> Page text:
A Million Ways to Die in the West

Unexpected success often leads to creative disaster. With no one there to edit his extreme tendencies, to tell him casting himself in the lead might be a mistake, to warn him that breezy comedies shouldn’t be nearly two hours long, Seth MacFarlane’s carte blanche that came with the box office success of "Ted" proves to be his undoing. The mistakes made in the production of "A Million Ways to Die in the West," reminiscent of the worst comedic tendencies of the Happy Madison crew, feel like a byproduct of a man-child allowed to do whatever he wants because it worked last time. A failure on nearly every level, "A Million Ways to Die in the West" almost approaches so-bad-you-need-to-see-it categorization. There are scenes/jokes that hit the dusty ground of Monument Valley with such a remarkable thud that no one in the preview audience with whom I saw the film laughed. Not one person. Which leads one to ask, how did they make it through the editing/post-production process? As we so often ask ourselves with awful comedies, did they really think this was funny?

In the first of several bad decisions, the charmless MacFarlane (a talented writer in the prime of "Family Guy" but completely unengaging as a leading man) plays Albert Stark, a sheep herder living in the dangerous time of 1882 Arizona. As he points out repeatedly—MacFarlane never wrote a joke he only wanted to tell once—Stark’s world is a deadly one. Cholera, wolves, gunslingers, runaway bulls, exploding flash bulbs; there’s always something to kill you on the Wild West frontier. Written with the kind of meta awareness of what’s happening around him that makes him feel like a time traveler, Albert is an antisocial, lonely guy, especially after his wide-eyed girlfriend Louise (Amanda Seyfried) leaves him for the daringly mustachioed Foy (movie-stealing Neil Patrick Harris, who can do more with a raised eyebrow than MacFarlane can with an entire monologue).

Albert’s life changes when Anna comes to town. Played by Charlize Theron with a winsome charm that the film doesn’t deserve, Anna sees something in Albert, encouraging him to see how great he really is deep down inside, even though MacFarlane never wrote that into the character. Yes, "A Million Ways to Die in the West" is about a man who gets dumped by one girl only to have a beauty of Theron’s caliber inexplicably fall head over cowboy boots for him. It’s a movie about how great Albert is and yet MacFarlane forgot to make him interesting. I’d actually rather hang out with Louise and Foy. Or even buddy Edward (Giovanni Ribisi) and his prostitute girlfriend (Sarah Silverman), who don’t have sex even though she sleeps with a dozen guys a day and schedules appointments for anal. Again, if you find that joke funny, good news, it will be repeated multiple times.

> Instruction A: Can you copy the part of the film review that begins at the words "Albert’s life changes" and stops after the words "repeated multiple times."?
> Instruction B: In the film review, when and where does Albert Stark live as a sheep herder?
> Instruction C: Could you write the next part of the review of A Million Ways to Die in the West, picking up after its final sentence?
You won't need the data for any of this.

> Data section:
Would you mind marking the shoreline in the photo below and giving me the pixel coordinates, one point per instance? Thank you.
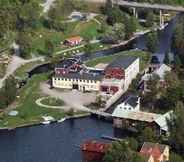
(78, 116)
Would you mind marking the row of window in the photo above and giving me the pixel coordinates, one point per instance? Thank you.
(76, 80)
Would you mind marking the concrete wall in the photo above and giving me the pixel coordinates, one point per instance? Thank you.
(65, 83)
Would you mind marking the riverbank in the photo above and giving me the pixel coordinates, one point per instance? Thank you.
(77, 116)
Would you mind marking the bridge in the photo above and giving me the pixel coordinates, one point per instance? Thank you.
(160, 7)
(149, 6)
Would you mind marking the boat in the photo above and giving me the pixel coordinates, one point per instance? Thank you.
(47, 119)
(46, 122)
(61, 120)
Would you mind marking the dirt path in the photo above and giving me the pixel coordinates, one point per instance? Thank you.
(46, 6)
(15, 63)
(73, 99)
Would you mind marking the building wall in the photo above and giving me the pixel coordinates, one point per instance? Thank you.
(127, 107)
(131, 72)
(117, 73)
(165, 155)
(83, 85)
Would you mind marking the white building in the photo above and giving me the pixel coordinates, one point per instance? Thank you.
(80, 81)
(131, 104)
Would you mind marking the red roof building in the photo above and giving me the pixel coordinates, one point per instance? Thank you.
(93, 151)
(157, 151)
(73, 41)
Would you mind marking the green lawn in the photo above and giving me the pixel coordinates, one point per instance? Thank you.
(87, 30)
(144, 58)
(51, 101)
(29, 111)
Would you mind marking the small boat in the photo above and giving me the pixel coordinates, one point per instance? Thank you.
(47, 119)
(46, 122)
(61, 120)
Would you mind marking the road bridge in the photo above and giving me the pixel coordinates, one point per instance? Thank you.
(149, 6)
(160, 7)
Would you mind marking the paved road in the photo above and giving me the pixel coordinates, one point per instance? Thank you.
(15, 63)
(73, 99)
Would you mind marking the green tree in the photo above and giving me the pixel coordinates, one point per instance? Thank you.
(175, 158)
(148, 134)
(167, 58)
(130, 26)
(49, 48)
(152, 41)
(24, 42)
(150, 19)
(9, 91)
(176, 125)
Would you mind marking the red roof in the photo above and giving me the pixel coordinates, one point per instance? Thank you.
(155, 150)
(74, 39)
(93, 146)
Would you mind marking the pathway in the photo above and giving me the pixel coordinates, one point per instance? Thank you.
(47, 5)
(73, 99)
(15, 63)
(39, 103)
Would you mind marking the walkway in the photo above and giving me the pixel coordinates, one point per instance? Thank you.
(149, 5)
(39, 103)
(47, 5)
(15, 63)
(73, 99)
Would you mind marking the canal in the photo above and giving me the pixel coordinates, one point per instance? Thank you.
(57, 142)
(60, 142)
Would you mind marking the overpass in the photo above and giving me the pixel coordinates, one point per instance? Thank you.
(148, 6)
(160, 7)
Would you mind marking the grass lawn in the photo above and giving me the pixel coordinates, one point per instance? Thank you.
(29, 111)
(144, 58)
(51, 101)
(87, 30)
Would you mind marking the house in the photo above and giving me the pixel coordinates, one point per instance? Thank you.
(119, 74)
(130, 119)
(67, 65)
(160, 71)
(155, 152)
(162, 122)
(73, 41)
(132, 103)
(93, 151)
(77, 80)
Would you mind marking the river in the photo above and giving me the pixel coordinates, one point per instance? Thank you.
(57, 142)
(60, 142)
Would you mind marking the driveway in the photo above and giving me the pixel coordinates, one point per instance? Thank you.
(15, 63)
(73, 98)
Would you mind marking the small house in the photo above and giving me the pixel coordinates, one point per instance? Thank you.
(73, 41)
(155, 152)
(132, 103)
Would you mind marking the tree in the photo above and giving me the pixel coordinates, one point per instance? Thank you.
(175, 158)
(88, 48)
(150, 19)
(176, 125)
(24, 42)
(8, 92)
(49, 48)
(148, 134)
(152, 41)
(167, 58)
(130, 26)
(177, 62)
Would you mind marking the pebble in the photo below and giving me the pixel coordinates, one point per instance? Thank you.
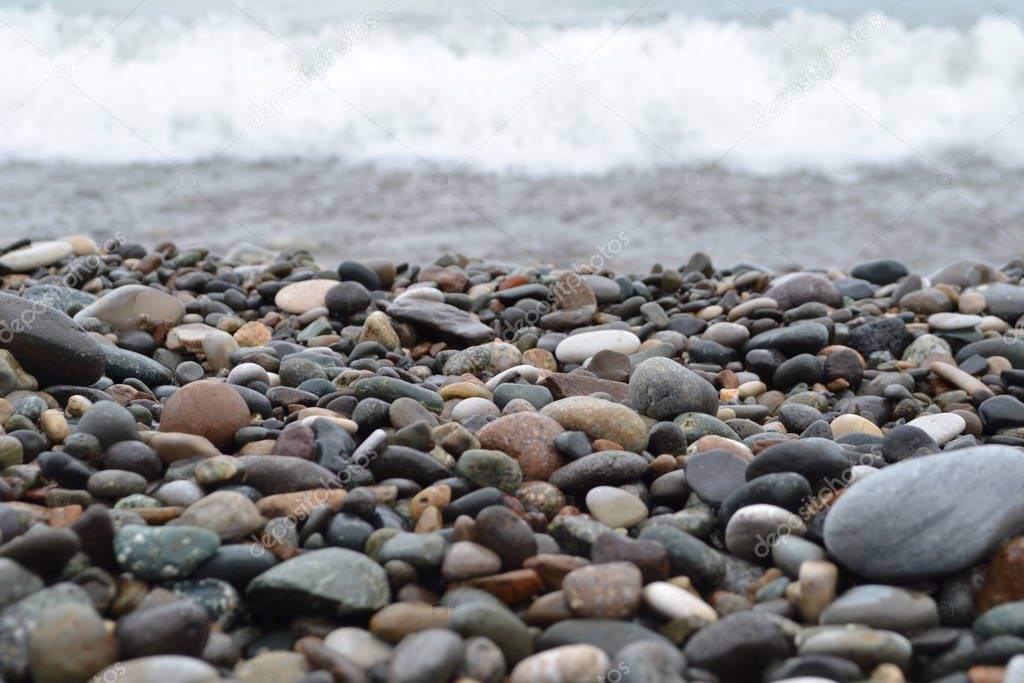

> Task result A:
Albert’s life changes when Anna comes to town. Played by Charlize Theron with a winsome charm that the film doesn’t deserve, Anna sees something in Albert, encouraging him to see how great he really is deep down inside, even though MacFarlane never wrote that into the character. Yes, "A Million Ways to Die in the West" is about a man who gets dumped by one girl only to have a beauty of Theron’s caliber inexplicably fall head over cowboy boots for him. It’s a movie about how great Albert is and yet MacFarlane forgot to make him interesting. I’d actually rather hang out with Louise and Foy. Or even buddy Edward (Giovanni Ribisi) and his prostitute girlfriend (Sarah Silverman), who don’t have sex even though she sleeps with a dozen guys a day and schedules appointments for anal. Again, if you find that joke funny, good news, it will be repeated multiple times.

> Task result B: In Arizona in 1882.

> Task result C:
Anna has a secret: she’s really the wife of the notorious Clinch Leatherwood (Liam Neeson), a man in black who is riding to town to…you know, I have no idea. MacFarlane can’t even be bothered to really set up a film that deconstructs the Western in any sort of narrative sense. He has too many piss jokes to tell. Don’t get me wrong. I don’t mind a bit of envelope-pushing when it comes to taste in comedy but there’s a difference between being edgy and just thinking that the word poop is inherently funny. And, worst of all, MacFarlane telegraphs every joke before he tells it. He’s the kind of guy who is so in love with the punchline that he forgets the set-up. A bit about a family not smiling in a photo at the county fair would be funnier if wasn’t a repeat from ten minutes ago. Ditto a bit about quack doctors. Ditto everything after the first scene with Ribisi & Silverman. The throwaway bits produce the film's only chuckles because they don’t feel underlined, repeated, highlighted and accompanied by a neon sign begging you to laugh.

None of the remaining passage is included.